* Consignes *
- a) Dans le texte sur l'orientation syndicale de la FSU, avec quels syndicats faut-il renforcer les synergies ?
- b) Poursuivez le texte sur l'orientation syndicale de la FSU à partir de sa dernière phrase.

* Extrait *

-------

La FSU doit tenir bon sur une orientation syndicale qui ne cède rien
aux projets de destruction des conquis sociaux. L’enjeu est de
(re)gagner l’hégémonie idéologique dans le monde du travail face à un
libéralisme qui a brouillé les repères (le « ni gauche, ni droite »
cher à Macron).

Nous devons renforcer les synergies avec la CGT et Solidaires car ce
sont les syndicats avec lesquels nous partageons une orientation de
fond contre les politiques libérales. Ce qui ne veut pas dire être
acritiques entre partenaires, nous avons avec eux des débats sur les
mandats, sur l’action, sur la façon de mener la lutte (l’unité
notamment…), qui sont des débats fraternels précisément parce que
notre horizon est commun.

-------

* Les enregistrements *
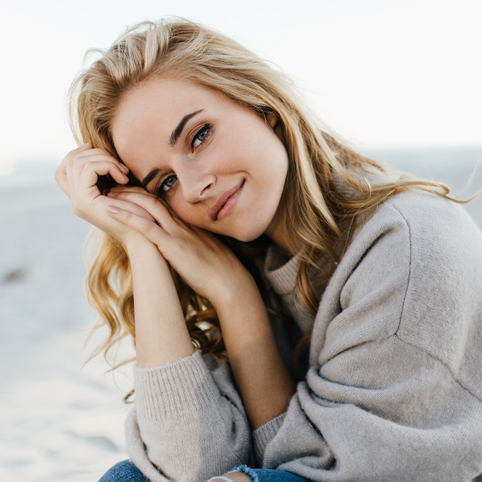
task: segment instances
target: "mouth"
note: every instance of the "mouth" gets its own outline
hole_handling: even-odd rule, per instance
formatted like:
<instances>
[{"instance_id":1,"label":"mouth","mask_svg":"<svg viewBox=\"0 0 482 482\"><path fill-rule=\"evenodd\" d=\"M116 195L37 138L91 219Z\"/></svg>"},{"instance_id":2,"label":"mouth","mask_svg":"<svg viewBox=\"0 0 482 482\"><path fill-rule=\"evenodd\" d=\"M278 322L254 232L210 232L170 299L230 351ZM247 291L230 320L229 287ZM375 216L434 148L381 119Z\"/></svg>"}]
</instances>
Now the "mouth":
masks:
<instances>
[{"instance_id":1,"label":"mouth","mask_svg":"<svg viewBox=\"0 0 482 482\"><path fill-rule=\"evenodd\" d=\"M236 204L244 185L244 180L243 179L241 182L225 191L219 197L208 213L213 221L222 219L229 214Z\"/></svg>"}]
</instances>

-------

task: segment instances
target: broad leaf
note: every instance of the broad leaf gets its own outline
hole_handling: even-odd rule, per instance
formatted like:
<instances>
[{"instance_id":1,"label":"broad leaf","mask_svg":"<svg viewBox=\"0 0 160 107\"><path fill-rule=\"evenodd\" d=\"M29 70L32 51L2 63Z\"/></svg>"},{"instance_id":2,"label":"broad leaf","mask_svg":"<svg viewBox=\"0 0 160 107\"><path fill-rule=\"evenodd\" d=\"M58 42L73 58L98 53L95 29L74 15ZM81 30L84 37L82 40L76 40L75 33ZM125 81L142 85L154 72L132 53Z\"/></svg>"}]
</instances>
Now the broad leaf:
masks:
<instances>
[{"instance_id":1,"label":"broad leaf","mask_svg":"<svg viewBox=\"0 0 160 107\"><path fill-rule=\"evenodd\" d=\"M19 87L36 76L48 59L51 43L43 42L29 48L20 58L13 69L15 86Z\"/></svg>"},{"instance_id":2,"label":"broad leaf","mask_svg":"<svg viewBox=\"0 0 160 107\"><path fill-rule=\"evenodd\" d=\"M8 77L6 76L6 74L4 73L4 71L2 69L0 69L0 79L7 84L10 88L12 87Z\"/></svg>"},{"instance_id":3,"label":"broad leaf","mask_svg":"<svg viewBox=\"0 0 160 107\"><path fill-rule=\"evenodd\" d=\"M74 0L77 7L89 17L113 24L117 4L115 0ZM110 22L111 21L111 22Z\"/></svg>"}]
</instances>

-------

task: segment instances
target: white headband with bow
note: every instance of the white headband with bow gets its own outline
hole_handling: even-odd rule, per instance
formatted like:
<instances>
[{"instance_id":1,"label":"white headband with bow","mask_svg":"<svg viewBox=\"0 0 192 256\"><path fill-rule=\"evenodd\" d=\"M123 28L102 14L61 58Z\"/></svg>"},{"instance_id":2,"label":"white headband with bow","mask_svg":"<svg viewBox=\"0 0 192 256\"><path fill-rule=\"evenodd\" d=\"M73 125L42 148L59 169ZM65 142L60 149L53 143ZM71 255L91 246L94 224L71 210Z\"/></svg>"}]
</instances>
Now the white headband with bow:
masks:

-------

* Corrigé des exercices *
- a) Avec la CGT et Solidaires.

- b)
Cette orientation devrait être celle de notre fédération, elle fait
partie des mandats de notre dernier congrès du Mans en 2016 concernant
le travail que nous avons à faire pour participer au rassemblement du
syndicalisme de transformation sociale, mandats que nous avons toutes
et tous votés.

Les éléments d’analyse y étaient clairs, loin de toute interprétation
« d’entre deux », et poussaient, à partir d’une dyna- mique commune, à
la construction d’un nouveau cadre syndical unitaire : « La FSU
s’engage dans cette dynamique sur la base d’objectifs clairs : il
s’agit de contribuer, dans le respect de l’indépendance syndicale, au
développement d’un syndicalisme de lutte et de transformation sociale
progressiste, à vocation majoritaire, porteur de propositions
offensives et novatrices, attaché à construire les mobilisations et
les rapports de force nécessaires pour faire aboutir ses
revendications.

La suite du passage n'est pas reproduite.